**Entries provided**
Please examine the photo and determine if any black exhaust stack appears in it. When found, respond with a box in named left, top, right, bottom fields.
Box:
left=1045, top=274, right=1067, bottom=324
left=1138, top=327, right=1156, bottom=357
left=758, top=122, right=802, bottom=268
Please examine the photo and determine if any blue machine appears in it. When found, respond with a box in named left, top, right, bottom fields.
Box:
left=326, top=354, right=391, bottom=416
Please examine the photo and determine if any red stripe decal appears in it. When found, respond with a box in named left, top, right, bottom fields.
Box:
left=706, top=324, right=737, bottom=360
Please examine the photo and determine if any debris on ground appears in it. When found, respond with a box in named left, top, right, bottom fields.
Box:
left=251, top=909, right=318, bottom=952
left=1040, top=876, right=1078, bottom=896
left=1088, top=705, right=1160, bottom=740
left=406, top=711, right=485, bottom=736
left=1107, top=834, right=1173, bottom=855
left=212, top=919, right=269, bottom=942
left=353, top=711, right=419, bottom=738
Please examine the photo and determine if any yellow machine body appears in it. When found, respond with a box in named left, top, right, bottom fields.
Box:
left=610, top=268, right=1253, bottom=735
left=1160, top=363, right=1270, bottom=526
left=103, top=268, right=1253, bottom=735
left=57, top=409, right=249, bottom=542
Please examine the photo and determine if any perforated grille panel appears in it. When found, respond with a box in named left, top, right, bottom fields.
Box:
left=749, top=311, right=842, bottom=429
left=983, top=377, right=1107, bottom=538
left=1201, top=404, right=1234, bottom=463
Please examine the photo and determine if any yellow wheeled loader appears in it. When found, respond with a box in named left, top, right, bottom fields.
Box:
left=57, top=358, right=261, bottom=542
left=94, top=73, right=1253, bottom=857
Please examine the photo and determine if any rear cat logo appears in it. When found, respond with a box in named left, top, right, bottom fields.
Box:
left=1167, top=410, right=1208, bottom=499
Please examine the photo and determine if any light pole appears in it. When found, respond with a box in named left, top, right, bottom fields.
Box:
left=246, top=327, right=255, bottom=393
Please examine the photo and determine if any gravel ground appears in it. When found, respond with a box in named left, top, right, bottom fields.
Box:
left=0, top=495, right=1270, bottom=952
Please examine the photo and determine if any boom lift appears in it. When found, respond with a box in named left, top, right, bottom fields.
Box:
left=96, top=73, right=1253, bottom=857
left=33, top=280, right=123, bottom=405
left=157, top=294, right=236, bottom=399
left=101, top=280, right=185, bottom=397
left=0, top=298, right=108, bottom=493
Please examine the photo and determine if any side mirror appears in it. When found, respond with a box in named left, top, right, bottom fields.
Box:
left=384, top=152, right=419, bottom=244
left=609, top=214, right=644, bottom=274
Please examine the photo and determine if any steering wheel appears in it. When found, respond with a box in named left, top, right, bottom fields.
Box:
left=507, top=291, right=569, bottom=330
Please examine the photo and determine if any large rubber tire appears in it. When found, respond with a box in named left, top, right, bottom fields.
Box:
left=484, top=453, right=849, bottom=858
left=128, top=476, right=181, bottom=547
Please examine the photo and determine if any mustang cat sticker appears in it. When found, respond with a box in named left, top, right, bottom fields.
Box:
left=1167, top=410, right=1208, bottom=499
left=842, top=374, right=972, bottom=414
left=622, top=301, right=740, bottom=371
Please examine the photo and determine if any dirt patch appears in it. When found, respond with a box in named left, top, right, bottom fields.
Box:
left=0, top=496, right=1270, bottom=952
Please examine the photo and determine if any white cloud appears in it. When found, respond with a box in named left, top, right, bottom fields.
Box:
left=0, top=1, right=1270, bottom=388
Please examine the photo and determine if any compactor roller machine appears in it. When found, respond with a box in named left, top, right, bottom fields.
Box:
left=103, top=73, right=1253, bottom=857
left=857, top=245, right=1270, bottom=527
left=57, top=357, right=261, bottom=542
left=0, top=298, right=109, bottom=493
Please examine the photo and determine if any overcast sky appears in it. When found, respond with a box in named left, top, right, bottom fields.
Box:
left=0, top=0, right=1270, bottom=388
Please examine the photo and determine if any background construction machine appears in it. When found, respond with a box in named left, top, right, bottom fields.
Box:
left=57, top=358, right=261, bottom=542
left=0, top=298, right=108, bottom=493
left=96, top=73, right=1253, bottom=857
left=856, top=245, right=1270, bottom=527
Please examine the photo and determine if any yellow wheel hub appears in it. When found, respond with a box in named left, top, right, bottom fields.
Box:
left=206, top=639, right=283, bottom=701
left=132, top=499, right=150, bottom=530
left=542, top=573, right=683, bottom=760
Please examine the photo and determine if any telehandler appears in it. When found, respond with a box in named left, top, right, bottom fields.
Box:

**Work required**
Copy the records from the line with "Please examine the photo and determine if any yellow wheeled" to the line with "left=246, top=327, right=255, bottom=393", swapping "light pole" for "lamp post" and keeping everything else the same.

**Correct output**
Please examine the photo and determine if any yellow wheeled loader appears in it. When found, respond with a box in named left, top, right, bottom fields.
Box:
left=57, top=358, right=261, bottom=542
left=94, top=73, right=1253, bottom=857
Please examine the photo and determine if any rear cat logo appears in it. When found, respond with a box in named left, top, right, bottom fields.
Box:
left=1167, top=410, right=1208, bottom=499
Please examine the photo and determine if any lamp post appears in it. When found, respond with a box in named left, top, right, bottom fields.
Box:
left=246, top=327, right=255, bottom=393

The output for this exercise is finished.